WORK TO BE COMPLETED – Convert the records below, from their first line through the line containing "negative clicks: (469, 177)", into a JSON list of strings with one string per line and blank lines omitted.

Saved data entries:

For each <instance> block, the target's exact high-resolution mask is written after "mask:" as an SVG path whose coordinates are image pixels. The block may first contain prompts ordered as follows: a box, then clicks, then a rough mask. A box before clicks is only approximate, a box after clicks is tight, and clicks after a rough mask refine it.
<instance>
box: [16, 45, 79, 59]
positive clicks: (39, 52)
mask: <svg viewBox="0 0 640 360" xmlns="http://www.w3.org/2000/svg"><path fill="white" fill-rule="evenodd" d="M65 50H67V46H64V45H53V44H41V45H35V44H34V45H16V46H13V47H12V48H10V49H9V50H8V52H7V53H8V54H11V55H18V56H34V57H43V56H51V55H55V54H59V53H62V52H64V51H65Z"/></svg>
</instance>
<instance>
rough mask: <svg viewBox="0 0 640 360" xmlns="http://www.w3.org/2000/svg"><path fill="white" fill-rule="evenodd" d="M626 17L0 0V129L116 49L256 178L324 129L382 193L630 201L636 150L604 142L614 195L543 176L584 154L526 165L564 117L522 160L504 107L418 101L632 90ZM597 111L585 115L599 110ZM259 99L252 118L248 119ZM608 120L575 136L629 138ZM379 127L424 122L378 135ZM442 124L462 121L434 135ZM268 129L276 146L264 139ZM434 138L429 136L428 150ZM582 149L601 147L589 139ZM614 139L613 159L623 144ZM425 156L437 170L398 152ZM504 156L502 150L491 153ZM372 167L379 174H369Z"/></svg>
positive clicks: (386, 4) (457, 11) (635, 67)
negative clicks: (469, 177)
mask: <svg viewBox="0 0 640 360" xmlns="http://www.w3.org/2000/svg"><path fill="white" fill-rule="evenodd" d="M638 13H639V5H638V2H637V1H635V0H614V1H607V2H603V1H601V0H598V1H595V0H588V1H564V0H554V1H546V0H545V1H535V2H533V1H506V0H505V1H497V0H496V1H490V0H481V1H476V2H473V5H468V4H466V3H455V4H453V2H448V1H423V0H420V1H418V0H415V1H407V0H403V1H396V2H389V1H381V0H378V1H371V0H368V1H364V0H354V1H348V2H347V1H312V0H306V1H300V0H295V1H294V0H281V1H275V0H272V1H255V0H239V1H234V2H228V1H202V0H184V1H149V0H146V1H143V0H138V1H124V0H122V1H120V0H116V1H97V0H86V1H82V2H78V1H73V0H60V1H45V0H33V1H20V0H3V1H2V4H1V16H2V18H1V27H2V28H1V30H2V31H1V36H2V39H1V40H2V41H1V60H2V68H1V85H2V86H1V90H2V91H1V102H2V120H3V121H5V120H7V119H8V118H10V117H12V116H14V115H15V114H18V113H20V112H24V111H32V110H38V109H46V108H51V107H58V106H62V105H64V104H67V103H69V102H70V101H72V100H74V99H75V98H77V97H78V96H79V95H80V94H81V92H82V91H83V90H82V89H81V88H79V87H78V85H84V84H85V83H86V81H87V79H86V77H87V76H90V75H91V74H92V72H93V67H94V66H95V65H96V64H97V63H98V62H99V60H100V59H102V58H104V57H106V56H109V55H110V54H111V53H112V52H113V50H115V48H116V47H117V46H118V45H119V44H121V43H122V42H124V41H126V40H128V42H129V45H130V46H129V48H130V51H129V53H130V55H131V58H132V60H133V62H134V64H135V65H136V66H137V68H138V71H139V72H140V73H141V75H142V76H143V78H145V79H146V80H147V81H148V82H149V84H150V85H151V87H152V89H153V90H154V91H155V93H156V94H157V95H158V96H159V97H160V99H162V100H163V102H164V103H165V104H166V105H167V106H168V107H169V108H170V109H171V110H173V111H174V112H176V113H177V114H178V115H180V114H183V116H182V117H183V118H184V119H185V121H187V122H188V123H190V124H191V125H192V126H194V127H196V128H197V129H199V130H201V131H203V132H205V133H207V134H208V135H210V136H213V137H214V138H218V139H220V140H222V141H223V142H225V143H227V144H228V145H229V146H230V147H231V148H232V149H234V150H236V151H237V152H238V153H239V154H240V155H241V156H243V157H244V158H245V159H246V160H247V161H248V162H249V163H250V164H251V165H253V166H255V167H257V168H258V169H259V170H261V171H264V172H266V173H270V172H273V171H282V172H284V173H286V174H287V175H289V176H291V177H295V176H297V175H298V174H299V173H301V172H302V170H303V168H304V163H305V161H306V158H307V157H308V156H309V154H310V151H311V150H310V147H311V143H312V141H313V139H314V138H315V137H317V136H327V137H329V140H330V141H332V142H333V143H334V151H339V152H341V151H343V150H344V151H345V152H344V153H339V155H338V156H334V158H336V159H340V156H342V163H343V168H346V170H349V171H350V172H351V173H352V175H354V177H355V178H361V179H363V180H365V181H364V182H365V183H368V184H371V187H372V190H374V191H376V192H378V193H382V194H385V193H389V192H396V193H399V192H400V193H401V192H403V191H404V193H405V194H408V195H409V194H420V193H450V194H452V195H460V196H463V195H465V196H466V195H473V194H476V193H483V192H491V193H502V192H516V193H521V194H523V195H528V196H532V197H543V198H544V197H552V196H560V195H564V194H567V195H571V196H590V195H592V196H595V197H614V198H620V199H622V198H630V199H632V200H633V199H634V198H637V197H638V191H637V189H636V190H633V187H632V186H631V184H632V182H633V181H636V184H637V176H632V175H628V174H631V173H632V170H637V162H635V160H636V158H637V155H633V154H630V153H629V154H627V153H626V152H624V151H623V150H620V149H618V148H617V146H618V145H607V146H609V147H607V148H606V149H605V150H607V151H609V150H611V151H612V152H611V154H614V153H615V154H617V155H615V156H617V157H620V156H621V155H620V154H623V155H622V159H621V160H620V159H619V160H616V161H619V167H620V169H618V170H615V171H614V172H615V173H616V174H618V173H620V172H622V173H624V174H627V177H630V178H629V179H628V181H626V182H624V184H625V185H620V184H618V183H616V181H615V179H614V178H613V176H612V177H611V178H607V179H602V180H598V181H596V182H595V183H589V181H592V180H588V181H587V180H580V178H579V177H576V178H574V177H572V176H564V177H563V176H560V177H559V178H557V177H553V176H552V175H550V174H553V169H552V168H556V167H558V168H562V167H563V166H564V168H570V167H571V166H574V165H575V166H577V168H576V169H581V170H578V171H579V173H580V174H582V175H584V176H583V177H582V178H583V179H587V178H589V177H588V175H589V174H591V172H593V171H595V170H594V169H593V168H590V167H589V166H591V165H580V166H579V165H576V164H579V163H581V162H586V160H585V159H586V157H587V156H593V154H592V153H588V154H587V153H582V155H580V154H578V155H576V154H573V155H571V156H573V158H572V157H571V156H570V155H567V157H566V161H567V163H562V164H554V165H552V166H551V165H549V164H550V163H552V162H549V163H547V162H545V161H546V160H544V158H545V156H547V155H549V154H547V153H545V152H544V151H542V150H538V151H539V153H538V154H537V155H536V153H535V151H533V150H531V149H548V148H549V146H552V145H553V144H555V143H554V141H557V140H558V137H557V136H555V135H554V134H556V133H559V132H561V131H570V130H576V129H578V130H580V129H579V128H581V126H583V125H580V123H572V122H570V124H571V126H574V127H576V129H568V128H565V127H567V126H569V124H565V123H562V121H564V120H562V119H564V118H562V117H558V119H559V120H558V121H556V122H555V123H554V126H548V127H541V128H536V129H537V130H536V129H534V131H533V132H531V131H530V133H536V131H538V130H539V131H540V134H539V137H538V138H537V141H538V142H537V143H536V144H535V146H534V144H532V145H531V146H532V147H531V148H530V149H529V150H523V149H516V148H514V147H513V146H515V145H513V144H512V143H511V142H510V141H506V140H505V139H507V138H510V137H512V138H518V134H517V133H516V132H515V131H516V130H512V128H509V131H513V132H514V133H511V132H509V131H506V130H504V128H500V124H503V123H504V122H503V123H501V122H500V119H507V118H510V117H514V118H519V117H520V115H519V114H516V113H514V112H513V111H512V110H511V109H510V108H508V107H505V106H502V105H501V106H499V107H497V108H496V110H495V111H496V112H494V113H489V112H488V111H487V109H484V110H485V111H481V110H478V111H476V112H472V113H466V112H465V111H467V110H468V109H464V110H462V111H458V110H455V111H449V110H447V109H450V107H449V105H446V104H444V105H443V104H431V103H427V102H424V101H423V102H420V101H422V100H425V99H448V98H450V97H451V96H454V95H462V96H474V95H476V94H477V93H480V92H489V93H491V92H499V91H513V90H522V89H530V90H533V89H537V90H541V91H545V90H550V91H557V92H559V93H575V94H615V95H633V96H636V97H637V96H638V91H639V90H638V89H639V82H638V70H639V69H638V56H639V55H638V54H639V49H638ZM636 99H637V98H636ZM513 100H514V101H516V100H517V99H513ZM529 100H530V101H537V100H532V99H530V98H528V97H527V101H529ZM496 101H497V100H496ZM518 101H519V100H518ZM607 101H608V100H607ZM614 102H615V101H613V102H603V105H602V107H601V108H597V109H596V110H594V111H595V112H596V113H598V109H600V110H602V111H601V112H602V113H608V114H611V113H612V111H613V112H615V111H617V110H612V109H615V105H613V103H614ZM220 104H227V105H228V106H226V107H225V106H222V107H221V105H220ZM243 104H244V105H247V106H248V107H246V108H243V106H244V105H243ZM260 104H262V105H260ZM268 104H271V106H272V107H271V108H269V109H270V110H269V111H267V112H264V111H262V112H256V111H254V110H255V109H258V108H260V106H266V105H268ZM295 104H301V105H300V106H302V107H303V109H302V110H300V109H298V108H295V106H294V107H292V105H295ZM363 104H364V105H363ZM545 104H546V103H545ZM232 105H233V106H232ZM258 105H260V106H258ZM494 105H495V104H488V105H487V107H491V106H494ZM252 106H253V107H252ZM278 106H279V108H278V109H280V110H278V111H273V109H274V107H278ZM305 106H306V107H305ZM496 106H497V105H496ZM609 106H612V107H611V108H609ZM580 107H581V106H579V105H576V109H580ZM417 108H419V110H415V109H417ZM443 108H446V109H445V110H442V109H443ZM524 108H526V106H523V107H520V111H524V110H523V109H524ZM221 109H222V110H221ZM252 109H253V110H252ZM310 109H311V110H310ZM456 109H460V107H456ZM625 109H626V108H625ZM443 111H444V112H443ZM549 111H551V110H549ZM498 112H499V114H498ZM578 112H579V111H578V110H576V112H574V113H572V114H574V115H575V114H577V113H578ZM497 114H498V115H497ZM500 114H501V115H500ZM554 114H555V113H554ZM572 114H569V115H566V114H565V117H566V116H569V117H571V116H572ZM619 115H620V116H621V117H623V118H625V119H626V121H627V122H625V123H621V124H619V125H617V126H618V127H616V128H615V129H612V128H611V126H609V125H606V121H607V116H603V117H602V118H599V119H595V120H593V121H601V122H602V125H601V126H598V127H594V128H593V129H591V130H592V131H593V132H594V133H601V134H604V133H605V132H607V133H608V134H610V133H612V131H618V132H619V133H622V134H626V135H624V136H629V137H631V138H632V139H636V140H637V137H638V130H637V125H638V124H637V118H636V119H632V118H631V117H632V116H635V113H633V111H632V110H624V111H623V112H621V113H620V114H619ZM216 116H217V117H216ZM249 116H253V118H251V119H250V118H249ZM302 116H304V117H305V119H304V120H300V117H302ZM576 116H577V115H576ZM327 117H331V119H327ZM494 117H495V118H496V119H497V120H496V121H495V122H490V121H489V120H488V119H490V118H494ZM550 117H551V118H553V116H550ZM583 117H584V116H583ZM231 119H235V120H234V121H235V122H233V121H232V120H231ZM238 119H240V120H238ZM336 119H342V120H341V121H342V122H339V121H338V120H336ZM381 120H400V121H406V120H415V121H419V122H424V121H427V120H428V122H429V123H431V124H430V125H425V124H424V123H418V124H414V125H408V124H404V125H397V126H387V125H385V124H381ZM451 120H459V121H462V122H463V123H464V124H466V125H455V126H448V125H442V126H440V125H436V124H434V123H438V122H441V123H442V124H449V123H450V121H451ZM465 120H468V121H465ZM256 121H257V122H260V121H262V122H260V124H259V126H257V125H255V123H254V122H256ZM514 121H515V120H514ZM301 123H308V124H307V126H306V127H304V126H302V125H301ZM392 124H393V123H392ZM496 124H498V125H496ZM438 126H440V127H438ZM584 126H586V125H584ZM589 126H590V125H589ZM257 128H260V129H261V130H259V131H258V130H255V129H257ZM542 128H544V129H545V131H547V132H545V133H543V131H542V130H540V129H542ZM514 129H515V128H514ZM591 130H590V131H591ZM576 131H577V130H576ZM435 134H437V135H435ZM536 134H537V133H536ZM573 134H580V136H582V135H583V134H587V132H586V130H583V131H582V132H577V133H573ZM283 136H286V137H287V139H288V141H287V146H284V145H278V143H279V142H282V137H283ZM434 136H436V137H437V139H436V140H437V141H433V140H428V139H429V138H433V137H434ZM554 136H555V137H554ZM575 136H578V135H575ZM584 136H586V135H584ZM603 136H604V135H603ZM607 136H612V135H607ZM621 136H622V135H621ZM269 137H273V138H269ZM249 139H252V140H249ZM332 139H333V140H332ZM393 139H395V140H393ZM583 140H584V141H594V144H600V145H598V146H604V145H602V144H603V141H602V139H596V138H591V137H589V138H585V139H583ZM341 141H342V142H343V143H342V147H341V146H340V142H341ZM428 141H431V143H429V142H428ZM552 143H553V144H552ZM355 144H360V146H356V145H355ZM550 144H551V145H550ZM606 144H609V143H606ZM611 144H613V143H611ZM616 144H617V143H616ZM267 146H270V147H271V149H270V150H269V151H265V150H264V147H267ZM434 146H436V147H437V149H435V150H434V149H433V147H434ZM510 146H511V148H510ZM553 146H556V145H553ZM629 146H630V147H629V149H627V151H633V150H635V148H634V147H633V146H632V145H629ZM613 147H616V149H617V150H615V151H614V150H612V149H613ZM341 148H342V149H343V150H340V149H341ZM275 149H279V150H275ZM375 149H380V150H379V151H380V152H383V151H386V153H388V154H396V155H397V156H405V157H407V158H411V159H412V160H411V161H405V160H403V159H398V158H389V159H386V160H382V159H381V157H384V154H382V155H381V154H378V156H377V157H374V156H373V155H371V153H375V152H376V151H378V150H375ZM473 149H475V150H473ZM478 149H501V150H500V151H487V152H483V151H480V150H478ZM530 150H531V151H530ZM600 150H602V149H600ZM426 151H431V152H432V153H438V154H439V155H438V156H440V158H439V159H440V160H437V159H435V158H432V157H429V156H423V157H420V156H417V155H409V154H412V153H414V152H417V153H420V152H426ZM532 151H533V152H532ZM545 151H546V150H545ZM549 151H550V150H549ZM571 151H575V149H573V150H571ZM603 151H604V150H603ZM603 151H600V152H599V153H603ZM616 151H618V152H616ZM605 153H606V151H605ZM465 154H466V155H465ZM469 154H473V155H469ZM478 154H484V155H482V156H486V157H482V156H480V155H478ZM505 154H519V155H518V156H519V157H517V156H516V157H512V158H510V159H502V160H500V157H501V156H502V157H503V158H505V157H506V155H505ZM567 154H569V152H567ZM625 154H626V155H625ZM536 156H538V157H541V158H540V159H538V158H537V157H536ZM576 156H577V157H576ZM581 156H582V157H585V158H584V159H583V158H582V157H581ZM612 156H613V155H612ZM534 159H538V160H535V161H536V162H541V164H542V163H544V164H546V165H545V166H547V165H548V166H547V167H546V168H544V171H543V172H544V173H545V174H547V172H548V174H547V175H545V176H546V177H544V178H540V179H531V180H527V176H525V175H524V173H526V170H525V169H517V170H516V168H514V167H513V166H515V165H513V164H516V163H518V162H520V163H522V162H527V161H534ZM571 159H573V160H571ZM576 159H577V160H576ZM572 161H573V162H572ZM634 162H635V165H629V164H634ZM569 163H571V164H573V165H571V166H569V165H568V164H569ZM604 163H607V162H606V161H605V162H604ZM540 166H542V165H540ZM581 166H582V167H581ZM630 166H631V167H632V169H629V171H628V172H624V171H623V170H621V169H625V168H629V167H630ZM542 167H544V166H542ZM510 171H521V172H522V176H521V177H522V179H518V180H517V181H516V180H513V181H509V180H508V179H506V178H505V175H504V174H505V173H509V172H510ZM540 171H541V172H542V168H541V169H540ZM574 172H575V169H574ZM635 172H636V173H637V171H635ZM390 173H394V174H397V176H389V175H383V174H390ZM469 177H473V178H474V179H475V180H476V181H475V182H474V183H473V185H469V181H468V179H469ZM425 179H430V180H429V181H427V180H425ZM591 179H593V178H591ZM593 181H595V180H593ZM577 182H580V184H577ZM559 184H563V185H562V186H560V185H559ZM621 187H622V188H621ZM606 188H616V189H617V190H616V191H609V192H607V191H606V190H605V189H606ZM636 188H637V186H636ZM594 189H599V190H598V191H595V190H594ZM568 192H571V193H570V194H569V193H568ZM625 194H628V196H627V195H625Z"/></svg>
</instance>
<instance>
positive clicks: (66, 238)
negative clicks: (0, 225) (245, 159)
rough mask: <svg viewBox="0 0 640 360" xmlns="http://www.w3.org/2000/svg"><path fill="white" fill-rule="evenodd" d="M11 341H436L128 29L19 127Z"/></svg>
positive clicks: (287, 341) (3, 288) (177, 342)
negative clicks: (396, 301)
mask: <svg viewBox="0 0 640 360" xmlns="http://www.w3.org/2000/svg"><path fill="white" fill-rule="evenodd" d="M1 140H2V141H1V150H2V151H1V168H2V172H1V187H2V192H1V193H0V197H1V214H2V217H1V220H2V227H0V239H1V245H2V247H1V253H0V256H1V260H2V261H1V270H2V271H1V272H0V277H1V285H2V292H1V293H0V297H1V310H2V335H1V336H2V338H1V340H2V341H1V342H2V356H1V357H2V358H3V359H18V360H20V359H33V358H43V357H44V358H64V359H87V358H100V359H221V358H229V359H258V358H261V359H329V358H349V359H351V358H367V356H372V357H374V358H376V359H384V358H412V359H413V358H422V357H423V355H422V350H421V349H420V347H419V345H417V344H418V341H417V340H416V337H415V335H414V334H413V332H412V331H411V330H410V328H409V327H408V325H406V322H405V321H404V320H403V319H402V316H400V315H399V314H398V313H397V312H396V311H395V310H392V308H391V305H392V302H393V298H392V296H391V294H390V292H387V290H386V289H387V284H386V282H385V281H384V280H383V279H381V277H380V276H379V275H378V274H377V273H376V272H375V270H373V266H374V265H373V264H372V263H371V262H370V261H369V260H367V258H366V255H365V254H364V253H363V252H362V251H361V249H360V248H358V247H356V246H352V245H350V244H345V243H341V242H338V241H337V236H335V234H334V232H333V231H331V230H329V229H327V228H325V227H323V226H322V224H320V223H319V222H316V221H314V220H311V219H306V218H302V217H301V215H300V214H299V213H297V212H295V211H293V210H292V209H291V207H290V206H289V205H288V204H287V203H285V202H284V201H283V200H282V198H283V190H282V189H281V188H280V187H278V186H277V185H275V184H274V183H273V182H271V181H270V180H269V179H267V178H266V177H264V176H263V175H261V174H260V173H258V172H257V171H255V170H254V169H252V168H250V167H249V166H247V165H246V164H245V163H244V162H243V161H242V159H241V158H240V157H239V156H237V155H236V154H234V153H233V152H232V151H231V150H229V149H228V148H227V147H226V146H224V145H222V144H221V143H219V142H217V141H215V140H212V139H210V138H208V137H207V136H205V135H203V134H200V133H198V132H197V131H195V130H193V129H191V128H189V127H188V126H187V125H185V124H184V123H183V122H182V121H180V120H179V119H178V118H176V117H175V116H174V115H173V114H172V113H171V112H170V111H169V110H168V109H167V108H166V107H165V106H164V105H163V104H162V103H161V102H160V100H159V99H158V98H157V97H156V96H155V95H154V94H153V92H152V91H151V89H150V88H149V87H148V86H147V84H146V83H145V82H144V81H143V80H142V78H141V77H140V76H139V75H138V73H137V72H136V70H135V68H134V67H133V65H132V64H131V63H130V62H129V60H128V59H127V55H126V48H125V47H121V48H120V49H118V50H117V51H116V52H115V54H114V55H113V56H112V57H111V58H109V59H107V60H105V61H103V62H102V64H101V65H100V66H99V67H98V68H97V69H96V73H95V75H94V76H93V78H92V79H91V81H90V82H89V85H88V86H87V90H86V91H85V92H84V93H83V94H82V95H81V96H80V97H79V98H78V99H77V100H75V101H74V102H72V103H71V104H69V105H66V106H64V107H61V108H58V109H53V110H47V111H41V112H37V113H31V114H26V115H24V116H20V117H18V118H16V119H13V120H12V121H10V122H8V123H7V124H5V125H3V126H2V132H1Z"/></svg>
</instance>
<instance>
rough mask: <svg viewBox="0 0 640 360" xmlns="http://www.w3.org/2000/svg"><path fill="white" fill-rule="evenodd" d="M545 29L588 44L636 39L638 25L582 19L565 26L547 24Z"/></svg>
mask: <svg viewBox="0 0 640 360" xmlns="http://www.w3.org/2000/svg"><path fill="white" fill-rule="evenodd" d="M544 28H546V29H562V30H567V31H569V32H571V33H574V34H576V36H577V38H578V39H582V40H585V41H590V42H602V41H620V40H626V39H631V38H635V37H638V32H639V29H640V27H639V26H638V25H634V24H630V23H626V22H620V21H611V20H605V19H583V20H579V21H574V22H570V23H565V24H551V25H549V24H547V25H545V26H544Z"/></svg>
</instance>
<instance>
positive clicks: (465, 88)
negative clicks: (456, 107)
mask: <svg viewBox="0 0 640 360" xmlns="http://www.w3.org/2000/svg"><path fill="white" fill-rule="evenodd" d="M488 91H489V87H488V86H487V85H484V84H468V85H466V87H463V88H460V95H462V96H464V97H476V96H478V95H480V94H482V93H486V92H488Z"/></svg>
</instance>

RESULT FOR THIS EXERCISE –
[
  "For each <instance> block, the target's exact high-resolution mask is written after \"mask:\" as an SVG path whose coordinates are image pixels. The block may first contain prompts ordered as follows: a box, then clicks, then a rough mask. A box before clicks is only approximate, a box after clicks is tight, and clicks after a rough mask refine it.",
  "<instance>",
  "box: [16, 45, 79, 59]",
  "positive clicks: (39, 52)",
  "mask: <svg viewBox=\"0 0 640 360\" xmlns=\"http://www.w3.org/2000/svg\"><path fill=\"white\" fill-rule=\"evenodd\" d=\"M65 50H67V46H64V45H53V44H41V45H35V44H34V45H16V46H13V47H12V48H10V49H9V50H8V52H7V53H8V54H11V55H18V56H34V57H43V56H51V55H55V54H59V53H62V52H64V51H65Z\"/></svg>",
  "</instance>",
  "<instance>",
  "rough mask: <svg viewBox=\"0 0 640 360\" xmlns=\"http://www.w3.org/2000/svg\"><path fill=\"white\" fill-rule=\"evenodd\" d=\"M626 17L0 0V129L116 49L256 178L324 129L382 193L630 201L636 150L604 142L614 195L543 176L584 154L526 165L564 117L522 160L504 107L418 101L632 90ZM597 111L585 115L599 110ZM259 99L252 118L248 119ZM608 120L575 136L629 138ZM379 127L424 122L378 135ZM442 124L462 121L434 135ZM268 129L276 146L264 139ZM434 138L429 136L428 150ZM582 149L601 147L589 139ZM614 139L613 159L623 144ZM425 156L437 170L398 152ZM504 156L502 150L491 153ZM372 167L379 174H369Z\"/></svg>",
  "positive clicks: (386, 4) (457, 11) (635, 67)",
  "negative clicks: (469, 177)"
]